What you need to do: Extract, exactly as written, all lines of the material below from the line that includes "the green plastic" through its last line.

>>>

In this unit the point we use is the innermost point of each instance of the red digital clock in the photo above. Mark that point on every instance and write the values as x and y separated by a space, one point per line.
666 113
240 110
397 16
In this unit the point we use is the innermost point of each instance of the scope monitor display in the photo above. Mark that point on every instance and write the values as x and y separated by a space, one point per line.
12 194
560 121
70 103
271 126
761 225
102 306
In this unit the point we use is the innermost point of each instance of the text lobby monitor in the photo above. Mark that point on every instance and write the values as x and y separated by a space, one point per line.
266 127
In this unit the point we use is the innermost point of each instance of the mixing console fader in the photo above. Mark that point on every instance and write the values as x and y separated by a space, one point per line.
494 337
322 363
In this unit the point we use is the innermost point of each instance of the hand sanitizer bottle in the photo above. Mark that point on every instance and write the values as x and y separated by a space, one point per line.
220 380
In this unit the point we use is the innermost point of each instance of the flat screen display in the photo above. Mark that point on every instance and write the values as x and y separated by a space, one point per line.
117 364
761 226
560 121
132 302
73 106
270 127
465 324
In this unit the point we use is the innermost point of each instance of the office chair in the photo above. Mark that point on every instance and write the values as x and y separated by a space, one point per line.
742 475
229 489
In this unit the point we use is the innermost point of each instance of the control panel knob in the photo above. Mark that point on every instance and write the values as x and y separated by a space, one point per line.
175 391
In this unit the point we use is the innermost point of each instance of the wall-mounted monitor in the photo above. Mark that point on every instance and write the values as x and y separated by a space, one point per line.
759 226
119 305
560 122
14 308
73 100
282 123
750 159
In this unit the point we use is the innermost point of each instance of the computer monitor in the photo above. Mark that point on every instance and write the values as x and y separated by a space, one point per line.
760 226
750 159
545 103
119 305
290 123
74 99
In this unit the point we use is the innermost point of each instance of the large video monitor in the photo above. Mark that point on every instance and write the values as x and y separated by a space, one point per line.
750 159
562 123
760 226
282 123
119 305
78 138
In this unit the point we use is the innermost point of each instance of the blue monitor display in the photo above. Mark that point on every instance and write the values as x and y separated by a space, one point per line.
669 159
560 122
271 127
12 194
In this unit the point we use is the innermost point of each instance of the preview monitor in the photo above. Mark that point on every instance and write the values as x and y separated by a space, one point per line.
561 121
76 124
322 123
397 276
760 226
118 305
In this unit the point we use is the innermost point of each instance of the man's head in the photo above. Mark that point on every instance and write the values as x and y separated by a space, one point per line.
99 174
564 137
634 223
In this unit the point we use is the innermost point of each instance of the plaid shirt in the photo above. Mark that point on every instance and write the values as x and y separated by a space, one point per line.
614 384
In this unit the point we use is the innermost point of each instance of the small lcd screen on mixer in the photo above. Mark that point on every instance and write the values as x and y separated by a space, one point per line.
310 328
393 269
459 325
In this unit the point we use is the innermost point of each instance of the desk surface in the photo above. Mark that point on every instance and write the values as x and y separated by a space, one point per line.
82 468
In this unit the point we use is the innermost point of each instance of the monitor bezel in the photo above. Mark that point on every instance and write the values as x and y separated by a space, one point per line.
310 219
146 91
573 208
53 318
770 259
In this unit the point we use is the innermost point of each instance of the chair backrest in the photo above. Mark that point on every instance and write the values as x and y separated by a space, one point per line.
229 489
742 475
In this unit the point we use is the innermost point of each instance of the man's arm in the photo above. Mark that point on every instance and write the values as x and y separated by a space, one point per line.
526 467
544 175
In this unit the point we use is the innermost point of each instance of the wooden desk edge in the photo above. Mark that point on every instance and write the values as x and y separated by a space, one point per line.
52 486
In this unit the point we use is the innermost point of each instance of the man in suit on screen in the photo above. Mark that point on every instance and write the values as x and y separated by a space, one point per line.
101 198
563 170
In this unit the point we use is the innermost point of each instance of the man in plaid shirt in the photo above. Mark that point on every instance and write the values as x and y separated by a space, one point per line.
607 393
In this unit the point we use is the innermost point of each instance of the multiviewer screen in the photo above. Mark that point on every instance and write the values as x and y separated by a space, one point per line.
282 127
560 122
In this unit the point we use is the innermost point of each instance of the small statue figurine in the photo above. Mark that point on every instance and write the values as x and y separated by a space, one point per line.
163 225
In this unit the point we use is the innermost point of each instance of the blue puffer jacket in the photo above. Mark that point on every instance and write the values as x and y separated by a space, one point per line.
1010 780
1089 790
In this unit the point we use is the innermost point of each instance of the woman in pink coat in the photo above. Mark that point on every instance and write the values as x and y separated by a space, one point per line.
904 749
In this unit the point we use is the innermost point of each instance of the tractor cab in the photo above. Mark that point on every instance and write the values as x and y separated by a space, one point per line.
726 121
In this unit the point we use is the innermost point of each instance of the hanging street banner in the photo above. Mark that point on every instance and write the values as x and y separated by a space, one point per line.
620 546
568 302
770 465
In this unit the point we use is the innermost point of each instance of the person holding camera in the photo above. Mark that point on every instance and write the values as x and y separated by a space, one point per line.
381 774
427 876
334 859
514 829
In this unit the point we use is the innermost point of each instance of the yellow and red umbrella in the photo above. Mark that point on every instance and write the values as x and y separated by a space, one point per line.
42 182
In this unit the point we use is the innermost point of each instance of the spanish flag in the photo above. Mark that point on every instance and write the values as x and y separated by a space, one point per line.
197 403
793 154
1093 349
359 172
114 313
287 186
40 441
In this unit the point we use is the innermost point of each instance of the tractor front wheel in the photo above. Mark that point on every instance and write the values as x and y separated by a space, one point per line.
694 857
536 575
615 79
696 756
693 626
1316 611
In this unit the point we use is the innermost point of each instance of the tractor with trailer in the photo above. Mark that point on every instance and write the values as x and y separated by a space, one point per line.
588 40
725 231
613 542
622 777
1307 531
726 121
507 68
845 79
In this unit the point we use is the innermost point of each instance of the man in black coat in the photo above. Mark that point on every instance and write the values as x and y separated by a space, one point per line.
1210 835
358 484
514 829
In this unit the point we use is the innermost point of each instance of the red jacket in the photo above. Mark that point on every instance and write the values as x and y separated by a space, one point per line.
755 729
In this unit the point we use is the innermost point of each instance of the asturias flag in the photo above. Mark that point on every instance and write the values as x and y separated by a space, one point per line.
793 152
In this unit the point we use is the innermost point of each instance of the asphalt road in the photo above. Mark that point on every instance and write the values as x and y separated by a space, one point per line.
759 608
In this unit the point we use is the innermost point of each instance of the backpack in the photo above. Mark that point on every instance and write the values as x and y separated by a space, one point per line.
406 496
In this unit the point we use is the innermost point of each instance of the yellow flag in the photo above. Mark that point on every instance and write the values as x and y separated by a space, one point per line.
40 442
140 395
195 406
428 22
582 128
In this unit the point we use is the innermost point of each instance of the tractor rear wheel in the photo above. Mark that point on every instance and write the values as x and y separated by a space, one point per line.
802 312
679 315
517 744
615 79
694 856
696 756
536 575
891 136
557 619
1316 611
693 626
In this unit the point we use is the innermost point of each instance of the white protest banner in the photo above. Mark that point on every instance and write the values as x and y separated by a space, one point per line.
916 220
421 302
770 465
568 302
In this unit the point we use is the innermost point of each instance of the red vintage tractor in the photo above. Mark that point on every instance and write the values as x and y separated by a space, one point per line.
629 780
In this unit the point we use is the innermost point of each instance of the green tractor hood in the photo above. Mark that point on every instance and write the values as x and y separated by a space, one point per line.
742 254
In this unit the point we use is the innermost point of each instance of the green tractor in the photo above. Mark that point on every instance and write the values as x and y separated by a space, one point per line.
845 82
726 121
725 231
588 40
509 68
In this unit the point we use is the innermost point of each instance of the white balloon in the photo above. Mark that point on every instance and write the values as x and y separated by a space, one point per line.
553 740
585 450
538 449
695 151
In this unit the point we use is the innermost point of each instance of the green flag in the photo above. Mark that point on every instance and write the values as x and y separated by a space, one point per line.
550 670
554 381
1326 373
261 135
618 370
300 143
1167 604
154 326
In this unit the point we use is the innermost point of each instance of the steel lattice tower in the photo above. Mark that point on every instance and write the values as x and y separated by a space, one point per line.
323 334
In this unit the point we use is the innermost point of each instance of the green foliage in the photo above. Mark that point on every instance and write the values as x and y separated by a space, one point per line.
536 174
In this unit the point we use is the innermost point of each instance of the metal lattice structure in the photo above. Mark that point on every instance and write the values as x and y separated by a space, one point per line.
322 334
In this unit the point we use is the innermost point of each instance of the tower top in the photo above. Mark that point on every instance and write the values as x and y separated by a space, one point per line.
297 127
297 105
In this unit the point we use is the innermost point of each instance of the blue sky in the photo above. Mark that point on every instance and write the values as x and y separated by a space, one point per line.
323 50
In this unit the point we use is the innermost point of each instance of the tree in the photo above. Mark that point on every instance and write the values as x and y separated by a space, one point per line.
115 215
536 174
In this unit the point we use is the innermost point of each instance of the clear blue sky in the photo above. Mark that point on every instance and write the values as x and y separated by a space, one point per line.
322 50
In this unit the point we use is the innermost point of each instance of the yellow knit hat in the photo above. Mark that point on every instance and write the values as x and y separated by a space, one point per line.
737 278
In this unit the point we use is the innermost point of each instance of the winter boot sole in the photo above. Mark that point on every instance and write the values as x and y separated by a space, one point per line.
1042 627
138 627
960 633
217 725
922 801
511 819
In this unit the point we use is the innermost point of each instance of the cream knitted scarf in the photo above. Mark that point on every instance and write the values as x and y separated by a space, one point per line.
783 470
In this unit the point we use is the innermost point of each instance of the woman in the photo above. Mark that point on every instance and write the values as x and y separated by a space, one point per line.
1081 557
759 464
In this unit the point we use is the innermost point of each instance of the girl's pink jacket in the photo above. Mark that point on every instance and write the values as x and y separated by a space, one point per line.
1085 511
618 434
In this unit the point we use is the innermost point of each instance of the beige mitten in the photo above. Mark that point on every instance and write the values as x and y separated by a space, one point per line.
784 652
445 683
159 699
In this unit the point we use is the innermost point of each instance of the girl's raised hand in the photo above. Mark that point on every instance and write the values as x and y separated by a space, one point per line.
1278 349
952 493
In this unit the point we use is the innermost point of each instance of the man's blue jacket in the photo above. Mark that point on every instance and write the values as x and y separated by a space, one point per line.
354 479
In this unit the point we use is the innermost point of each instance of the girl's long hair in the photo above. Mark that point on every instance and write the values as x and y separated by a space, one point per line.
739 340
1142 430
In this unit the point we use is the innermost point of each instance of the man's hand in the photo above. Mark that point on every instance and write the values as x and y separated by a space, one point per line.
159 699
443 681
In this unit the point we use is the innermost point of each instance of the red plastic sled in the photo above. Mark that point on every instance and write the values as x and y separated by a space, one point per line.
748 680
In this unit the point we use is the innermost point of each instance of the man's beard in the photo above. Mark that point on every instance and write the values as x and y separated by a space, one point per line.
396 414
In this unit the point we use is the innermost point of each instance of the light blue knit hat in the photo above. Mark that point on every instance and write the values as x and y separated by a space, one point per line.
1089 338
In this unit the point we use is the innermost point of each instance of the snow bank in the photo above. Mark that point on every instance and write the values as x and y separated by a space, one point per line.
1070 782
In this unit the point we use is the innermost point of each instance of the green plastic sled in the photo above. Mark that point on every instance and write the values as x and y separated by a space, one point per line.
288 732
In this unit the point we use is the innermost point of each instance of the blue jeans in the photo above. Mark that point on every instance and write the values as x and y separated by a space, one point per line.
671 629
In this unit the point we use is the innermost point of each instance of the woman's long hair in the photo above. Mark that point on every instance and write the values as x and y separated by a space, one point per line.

<<<

Solved problem:
In this unit the point we use is the innermost point of each instance of the green plastic sled in the photo above. Mark that point on every instance and write the values as x and y separated by a space, one point per line.
288 732
In this unit the point we use is the innermost point of each instance of the blue jeans in the photo above. Mark that point on every instance and write the values as x and y separated by a space, one point per line.
671 629
In this unit the point we use is the innermost point of each instance of the woman's long hair in the photo above. Mark that point on every instance and write the values as x and y separated by a space, one point per line.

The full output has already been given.